→ The problem:
Could you please repeat all of the entries exactly as written?

→ Information:

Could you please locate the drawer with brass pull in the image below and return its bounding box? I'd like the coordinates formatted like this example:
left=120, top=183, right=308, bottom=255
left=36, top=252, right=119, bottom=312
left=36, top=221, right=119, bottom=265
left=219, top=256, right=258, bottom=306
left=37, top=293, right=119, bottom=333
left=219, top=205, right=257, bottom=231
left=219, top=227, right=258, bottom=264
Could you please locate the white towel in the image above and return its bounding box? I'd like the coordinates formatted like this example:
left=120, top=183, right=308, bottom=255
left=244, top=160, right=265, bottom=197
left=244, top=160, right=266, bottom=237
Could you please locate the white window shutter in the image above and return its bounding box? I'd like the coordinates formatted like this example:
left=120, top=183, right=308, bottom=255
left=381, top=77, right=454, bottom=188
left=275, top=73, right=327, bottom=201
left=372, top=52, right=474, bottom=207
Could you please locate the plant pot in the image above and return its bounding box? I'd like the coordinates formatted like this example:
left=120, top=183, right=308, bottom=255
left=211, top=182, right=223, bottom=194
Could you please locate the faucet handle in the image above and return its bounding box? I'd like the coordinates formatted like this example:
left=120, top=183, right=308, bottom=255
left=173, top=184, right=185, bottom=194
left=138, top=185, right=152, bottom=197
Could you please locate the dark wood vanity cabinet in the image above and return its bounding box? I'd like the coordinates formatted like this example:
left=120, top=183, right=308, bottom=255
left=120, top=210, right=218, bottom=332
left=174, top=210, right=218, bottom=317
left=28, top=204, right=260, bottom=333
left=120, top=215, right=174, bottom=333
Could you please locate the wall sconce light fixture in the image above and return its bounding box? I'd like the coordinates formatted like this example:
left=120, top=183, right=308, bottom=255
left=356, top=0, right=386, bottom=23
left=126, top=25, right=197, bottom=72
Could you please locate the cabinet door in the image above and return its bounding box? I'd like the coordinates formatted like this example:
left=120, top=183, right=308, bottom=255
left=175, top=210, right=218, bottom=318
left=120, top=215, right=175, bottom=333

→ Task result:
Could you please locate the drawer with brass pull in the image below and return its bounding box? I'd like the coordinates formatted like this example:
left=120, top=183, right=308, bottom=255
left=36, top=252, right=119, bottom=312
left=36, top=221, right=119, bottom=265
left=219, top=256, right=258, bottom=306
left=37, top=293, right=119, bottom=333
left=219, top=205, right=257, bottom=231
left=219, top=227, right=258, bottom=264
Could you please locate the white towel in the image above and return its bounding box? I'd like the coordinates formatted like this example:
left=120, top=183, right=308, bottom=255
left=244, top=160, right=265, bottom=197
left=244, top=160, right=266, bottom=237
Could you please locate the white window shutter in the image above and return its bounding box? I'd like the coordinates formatted like this example:
left=120, top=183, right=308, bottom=255
left=381, top=77, right=454, bottom=188
left=275, top=73, right=327, bottom=201
left=372, top=52, right=474, bottom=207
Could you please locate the plant pot in the image above and return its bounding box? I'd like the coordinates formatted like this example:
left=120, top=183, right=308, bottom=255
left=211, top=182, right=223, bottom=194
Could you please locate the faucet handle in the image above and return its bounding box? I'd like the coordinates formatted like this example:
left=120, top=183, right=308, bottom=255
left=173, top=184, right=185, bottom=194
left=138, top=185, right=152, bottom=197
Could you please locate the dark wood vanity cabinet in the image above and return its bounding box? I'd like the coordinates formatted like this example:
left=120, top=183, right=308, bottom=255
left=120, top=210, right=218, bottom=332
left=174, top=210, right=218, bottom=317
left=28, top=204, right=260, bottom=333
left=120, top=215, right=174, bottom=333
Could you please locate the wall sconce light fixture in the image above and return its bounding box? I'd like the coordinates formatted like this example:
left=120, top=183, right=308, bottom=255
left=356, top=0, right=386, bottom=23
left=126, top=25, right=197, bottom=72
Could you please locate the cabinet door in the image above and return its bounding box? I'd like the coordinates formatted like this example:
left=120, top=183, right=308, bottom=255
left=175, top=210, right=218, bottom=318
left=120, top=215, right=175, bottom=333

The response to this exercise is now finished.